Meanwhile, a judge formally sentenced the Houston woman to life in prison in the drownings of her five children.
Yates, clad in an orange Harris County jumpsuit instead of the civilian clothes she wore during her four-week trial, was fingerprinted in the courtroom. She looked into the gallery, but her only close supporters were jail psychiatrists Melissa Ferguson and Debbie Osterman.
"Good luck to you, Mrs. Yates," state District Judge Belinda Hill said as she dismissed the 37-year-old homemaker, who will be eligible for parole in 2041. When Yates arrives in the Texas prison system, she will join 69 other women serving time for killing one or more of their children.
Yates' attorneys already have confirmed that she will appeal the sentence, reports CBSNews.com Legal Analyst Andrew Cohen.
One of the stronger appellate issues will be the reliance at trial, by the prosecution's chief expert witness, of testimony from Yates herself during a competency hearing last September.

• [GIVEN INFORMATION]:
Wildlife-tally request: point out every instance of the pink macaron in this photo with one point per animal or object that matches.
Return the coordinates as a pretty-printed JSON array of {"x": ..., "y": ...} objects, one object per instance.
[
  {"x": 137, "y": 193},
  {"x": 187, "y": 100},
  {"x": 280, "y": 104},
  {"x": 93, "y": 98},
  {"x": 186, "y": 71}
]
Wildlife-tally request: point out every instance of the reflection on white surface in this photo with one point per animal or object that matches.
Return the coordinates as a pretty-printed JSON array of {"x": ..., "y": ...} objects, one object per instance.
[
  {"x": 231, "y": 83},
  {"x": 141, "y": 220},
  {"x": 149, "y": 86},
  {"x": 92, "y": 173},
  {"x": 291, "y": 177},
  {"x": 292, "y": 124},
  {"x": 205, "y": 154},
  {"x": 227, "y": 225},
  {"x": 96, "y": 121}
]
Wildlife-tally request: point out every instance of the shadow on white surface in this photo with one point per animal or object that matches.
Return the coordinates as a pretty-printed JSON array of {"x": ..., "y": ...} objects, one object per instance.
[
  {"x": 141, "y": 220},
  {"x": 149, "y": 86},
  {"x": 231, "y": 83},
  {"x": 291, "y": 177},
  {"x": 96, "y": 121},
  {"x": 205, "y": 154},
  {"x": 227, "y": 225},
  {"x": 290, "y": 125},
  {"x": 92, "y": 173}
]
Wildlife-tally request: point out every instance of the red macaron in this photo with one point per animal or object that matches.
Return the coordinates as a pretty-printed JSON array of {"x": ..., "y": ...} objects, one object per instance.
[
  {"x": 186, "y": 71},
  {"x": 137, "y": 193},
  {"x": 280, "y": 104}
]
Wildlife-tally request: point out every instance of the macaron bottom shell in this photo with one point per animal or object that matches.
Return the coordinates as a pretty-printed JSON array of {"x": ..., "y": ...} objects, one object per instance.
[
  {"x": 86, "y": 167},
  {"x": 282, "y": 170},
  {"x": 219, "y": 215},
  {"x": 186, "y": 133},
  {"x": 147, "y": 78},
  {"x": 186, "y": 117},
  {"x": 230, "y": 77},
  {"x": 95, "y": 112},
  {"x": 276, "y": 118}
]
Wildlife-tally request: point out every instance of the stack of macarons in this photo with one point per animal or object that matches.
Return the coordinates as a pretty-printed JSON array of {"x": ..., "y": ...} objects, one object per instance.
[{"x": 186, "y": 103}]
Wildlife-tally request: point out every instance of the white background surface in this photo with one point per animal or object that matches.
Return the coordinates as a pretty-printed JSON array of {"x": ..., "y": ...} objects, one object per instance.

• [TASK TO CARRY OUT]: Copy the passage of the Yates sentencing report above verbatim, from "Yates' attorneys already" to "hearing last September.".

• [ANSWER TO THIS EXERCISE]:
Yates' attorneys already have confirmed that she will appeal the sentence, reports CBSNews.com Legal Analyst Andrew Cohen.
One of the stronger appellate issues will be the reliance at trial, by the prosecution's chief expert witness, of testimony from Yates herself during a competency hearing last September.